## Prompt
All entries below are to be retyped in full, precisely as they appear.

[[ Record extracts, beginning ]]

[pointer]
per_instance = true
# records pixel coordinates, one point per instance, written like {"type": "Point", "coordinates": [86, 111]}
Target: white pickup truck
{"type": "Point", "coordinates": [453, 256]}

[[ Record extracts, end ]]

## Task solution
[pointer]
per_instance = true
# records pixel coordinates, one point per instance, written like {"type": "Point", "coordinates": [86, 111]}
Target: white pickup truck
{"type": "Point", "coordinates": [453, 256]}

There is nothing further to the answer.